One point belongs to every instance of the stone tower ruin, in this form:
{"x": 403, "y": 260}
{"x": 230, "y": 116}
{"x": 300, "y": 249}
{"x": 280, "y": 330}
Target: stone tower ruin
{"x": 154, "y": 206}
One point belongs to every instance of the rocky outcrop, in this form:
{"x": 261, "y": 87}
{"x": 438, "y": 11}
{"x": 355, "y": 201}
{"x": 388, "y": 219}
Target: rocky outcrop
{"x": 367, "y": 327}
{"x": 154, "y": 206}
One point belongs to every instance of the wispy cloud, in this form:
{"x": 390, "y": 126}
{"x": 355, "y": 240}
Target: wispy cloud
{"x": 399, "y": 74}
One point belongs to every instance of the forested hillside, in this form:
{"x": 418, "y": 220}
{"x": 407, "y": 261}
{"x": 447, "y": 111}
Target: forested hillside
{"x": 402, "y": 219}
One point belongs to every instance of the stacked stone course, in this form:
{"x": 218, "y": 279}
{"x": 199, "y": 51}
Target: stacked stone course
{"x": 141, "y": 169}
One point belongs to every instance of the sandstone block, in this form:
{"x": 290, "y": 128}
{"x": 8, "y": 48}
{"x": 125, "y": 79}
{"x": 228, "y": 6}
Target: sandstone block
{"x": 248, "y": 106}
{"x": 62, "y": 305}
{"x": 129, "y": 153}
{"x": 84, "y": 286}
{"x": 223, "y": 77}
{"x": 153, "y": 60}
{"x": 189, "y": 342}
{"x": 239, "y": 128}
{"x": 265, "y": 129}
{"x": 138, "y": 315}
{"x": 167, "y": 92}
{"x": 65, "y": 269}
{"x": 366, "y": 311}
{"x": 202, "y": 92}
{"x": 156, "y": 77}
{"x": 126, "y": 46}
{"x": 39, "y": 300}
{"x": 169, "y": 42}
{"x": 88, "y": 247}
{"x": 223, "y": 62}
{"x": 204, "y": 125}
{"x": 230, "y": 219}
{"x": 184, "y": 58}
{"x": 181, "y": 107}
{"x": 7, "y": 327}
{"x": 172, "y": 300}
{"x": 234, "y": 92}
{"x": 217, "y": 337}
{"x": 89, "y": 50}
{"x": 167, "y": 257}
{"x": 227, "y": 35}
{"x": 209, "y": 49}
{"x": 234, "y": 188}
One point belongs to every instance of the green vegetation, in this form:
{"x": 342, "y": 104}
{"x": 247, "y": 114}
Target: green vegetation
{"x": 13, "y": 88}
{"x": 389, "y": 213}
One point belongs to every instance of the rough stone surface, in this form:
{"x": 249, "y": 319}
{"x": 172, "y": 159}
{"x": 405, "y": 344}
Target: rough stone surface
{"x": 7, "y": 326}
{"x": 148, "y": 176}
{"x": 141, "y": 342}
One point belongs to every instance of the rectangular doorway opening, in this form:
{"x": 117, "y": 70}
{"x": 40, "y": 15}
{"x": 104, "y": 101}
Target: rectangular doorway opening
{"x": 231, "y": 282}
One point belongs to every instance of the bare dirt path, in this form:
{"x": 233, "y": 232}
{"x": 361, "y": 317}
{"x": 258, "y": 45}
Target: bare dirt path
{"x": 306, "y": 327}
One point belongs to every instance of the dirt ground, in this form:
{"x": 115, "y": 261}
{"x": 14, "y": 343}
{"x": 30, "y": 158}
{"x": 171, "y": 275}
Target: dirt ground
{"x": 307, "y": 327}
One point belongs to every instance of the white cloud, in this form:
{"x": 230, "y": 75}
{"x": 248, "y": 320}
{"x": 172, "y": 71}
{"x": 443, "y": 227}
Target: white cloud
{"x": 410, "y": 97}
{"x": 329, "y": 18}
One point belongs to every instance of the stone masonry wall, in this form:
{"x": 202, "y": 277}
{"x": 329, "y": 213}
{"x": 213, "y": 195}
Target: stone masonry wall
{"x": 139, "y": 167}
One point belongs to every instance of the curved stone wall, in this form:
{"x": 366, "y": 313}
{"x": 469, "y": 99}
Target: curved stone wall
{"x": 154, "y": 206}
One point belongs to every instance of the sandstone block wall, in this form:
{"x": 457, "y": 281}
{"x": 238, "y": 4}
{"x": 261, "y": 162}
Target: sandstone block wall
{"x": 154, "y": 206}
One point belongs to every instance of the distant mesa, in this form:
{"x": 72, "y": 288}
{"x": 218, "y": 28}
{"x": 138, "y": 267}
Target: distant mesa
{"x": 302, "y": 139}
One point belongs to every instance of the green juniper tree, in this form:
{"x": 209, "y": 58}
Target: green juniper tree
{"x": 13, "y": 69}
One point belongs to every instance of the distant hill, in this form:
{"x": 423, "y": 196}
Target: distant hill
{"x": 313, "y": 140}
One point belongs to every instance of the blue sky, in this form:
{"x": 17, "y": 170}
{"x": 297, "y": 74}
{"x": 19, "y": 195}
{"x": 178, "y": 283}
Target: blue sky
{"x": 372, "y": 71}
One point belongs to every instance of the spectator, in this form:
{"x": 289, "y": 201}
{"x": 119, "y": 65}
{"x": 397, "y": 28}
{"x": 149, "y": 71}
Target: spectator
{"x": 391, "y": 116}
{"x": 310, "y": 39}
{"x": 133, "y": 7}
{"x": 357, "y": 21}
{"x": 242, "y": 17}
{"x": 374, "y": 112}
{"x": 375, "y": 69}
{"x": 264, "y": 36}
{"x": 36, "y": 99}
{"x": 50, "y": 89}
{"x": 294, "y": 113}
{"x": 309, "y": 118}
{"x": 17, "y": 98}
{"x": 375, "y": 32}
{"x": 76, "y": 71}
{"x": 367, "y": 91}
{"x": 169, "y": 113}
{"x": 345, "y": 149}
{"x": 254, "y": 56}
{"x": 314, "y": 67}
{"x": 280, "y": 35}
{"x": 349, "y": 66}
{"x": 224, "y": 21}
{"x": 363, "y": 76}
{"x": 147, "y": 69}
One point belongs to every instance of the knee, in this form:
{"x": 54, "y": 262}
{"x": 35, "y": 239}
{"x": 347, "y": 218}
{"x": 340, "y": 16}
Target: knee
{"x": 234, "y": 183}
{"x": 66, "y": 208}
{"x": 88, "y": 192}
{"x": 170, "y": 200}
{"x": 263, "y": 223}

-----

Retype the item lines above, starting with the line that contains "One point belongs to every instance of the knee, in" and going on through the last line of the items.

One point belongs to every instance of the knee, in this form:
{"x": 54, "y": 262}
{"x": 35, "y": 239}
{"x": 347, "y": 218}
{"x": 340, "y": 16}
Target: knee
{"x": 234, "y": 183}
{"x": 66, "y": 208}
{"x": 88, "y": 192}
{"x": 170, "y": 200}
{"x": 263, "y": 223}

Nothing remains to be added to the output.